## Set problem
The records that follow should be retyped word for word.

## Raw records
..........
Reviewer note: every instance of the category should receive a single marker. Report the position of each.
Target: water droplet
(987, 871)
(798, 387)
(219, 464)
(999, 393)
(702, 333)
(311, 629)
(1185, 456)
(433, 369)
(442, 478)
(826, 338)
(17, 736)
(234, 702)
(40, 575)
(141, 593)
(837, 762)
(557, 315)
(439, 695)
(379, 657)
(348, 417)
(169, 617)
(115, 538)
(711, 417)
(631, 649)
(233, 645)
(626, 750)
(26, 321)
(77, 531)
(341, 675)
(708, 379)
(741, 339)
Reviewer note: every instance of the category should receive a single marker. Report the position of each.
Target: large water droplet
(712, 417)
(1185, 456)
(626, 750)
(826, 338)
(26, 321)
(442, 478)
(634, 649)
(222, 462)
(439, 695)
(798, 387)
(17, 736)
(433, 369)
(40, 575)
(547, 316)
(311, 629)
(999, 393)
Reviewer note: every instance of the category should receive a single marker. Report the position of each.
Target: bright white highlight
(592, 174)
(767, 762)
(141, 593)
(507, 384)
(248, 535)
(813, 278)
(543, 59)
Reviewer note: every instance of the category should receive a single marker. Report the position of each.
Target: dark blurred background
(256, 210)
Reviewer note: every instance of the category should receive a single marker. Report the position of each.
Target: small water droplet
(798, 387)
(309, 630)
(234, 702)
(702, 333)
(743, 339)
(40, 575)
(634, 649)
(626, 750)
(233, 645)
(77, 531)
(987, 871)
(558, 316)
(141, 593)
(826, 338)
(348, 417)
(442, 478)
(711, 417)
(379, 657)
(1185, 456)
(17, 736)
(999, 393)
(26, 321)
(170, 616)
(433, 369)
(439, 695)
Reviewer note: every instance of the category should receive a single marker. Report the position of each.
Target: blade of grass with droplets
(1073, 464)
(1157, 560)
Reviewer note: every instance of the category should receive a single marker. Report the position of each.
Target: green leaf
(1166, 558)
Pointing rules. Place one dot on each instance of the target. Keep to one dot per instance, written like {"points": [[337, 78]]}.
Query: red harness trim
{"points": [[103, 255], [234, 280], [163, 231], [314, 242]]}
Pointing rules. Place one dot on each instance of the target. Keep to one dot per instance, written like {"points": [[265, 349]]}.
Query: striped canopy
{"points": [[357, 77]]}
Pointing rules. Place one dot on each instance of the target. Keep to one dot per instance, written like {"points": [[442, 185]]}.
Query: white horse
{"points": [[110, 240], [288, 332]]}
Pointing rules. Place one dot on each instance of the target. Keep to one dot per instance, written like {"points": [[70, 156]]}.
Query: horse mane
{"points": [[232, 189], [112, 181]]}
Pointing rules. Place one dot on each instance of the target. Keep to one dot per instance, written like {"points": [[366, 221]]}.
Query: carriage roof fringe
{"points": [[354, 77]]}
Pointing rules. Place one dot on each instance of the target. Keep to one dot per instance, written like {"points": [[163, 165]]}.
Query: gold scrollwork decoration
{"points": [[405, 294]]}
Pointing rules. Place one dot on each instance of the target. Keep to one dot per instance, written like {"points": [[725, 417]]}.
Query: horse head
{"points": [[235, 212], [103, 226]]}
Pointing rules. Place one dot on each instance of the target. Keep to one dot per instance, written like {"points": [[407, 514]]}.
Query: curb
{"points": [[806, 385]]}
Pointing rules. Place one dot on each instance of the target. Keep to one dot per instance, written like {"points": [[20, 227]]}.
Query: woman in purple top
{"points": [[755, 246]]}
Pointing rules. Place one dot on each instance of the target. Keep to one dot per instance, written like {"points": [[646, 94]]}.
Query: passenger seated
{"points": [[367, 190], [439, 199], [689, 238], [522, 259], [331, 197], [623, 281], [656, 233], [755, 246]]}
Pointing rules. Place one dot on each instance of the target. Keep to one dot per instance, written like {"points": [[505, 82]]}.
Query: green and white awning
..........
## Answer to this problem
Reviewer note: every instance of the category should receive a single marker. Report the position of each.
Target: water droplet
(987, 871)
(798, 387)
(219, 464)
(999, 393)
(702, 333)
(311, 629)
(1185, 456)
(433, 369)
(442, 478)
(826, 338)
(17, 736)
(234, 702)
(40, 575)
(141, 593)
(837, 762)
(557, 315)
(439, 695)
(379, 657)
(348, 417)
(169, 617)
(115, 538)
(711, 417)
(631, 649)
(233, 645)
(626, 750)
(26, 321)
(77, 531)
(341, 675)
(708, 379)
(741, 339)
Reviewer note: every instance of the category should receive a single marker. Report the position of each.
Target: large water droplet
(712, 417)
(1185, 456)
(626, 750)
(826, 338)
(26, 321)
(442, 478)
(634, 649)
(222, 462)
(439, 695)
(798, 387)
(17, 736)
(433, 369)
(40, 575)
(547, 316)
(311, 629)
(999, 393)
Reviewer note: every instance of the category should receive a single marker. Report the position of each.
Target: bright white highlight
(592, 174)
(767, 762)
(141, 593)
(507, 384)
(248, 535)
(813, 278)
(543, 59)
Reviewer note: every instance of the category should receive a single marker. Report the position of each.
Target: dark blurred background
(256, 210)
Reviewer note: every instance of the category should receive a single marker. Report the position of each.
Target: small water droplet
(798, 387)
(309, 630)
(234, 702)
(702, 333)
(743, 339)
(40, 575)
(634, 649)
(626, 750)
(233, 645)
(77, 531)
(987, 871)
(558, 316)
(141, 593)
(826, 338)
(348, 417)
(442, 478)
(711, 417)
(379, 657)
(1185, 456)
(17, 736)
(999, 393)
(26, 321)
(170, 616)
(433, 369)
(439, 695)
Reviewer note: every instance of the category should receive a single marker. Report the position of each.
Target: blade of grass with droplets
(1073, 464)
(1157, 560)
Reviewer note: every instance of the category should receive a single marker. Report the position of each.
Target: green leaf
(1166, 558)
Pointing rules. Place one dot on each instance of the target. Keep to one dot per instance, written like {"points": [[337, 78]]}.
Query: red harness trim
{"points": [[103, 255], [234, 280], [163, 231], [314, 242]]}
Pointing rules. Place one dot on each instance of the target. Keep to one dot per instance, written like {"points": [[265, 349]]}.
Query: striped canopy
{"points": [[357, 77]]}
Pointing rules. Place one dot on each instance of the target. Keep to one dot per instance, written like {"points": [[442, 185]]}.
Query: white horse
{"points": [[110, 240], [288, 332]]}
Pointing rules. Place one dot on each instance of the target. Keep to one dot per instance, written like {"points": [[70, 156]]}.
Query: horse mane
{"points": [[232, 189], [112, 181]]}
Pointing rules. Place one dot on each instance of the target. Keep to one dot per instance, written like {"points": [[366, 221]]}.
Query: carriage roof fringe
{"points": [[354, 77]]}
Pointing rules. Place one dot on each instance of the target. Keep to one dot per instance, written like {"points": [[163, 165]]}.
Query: gold scrollwork decoration
{"points": [[405, 294]]}
Pointing rules. Place one dot on each instance of the target. Keep to one dot per instance, written like {"points": [[725, 417]]}.
Query: horse head
{"points": [[235, 212], [103, 226]]}
Pointing rules. Place one dot on each instance of the target. Keep to one dot per instance, written like {"points": [[407, 514]]}.
Query: curb
{"points": [[806, 385]]}
Pointing rules. Place one dot on each instance of the target. Keep to one dot per instance, written like {"points": [[20, 227]]}.
Query: woman in purple top
{"points": [[755, 246]]}
Pointing rules. Place one dot on each instance of the target. Keep to one dot per instance, written like {"points": [[646, 94]]}.
Query: passenger seated
{"points": [[367, 190], [439, 199], [689, 238], [522, 259], [331, 197], [623, 281], [656, 233], [755, 246]]}
Pointing rules. Place one dot on each instance of the target. Keep to one dot per instance, written like {"points": [[505, 82]]}.
Query: green and white awning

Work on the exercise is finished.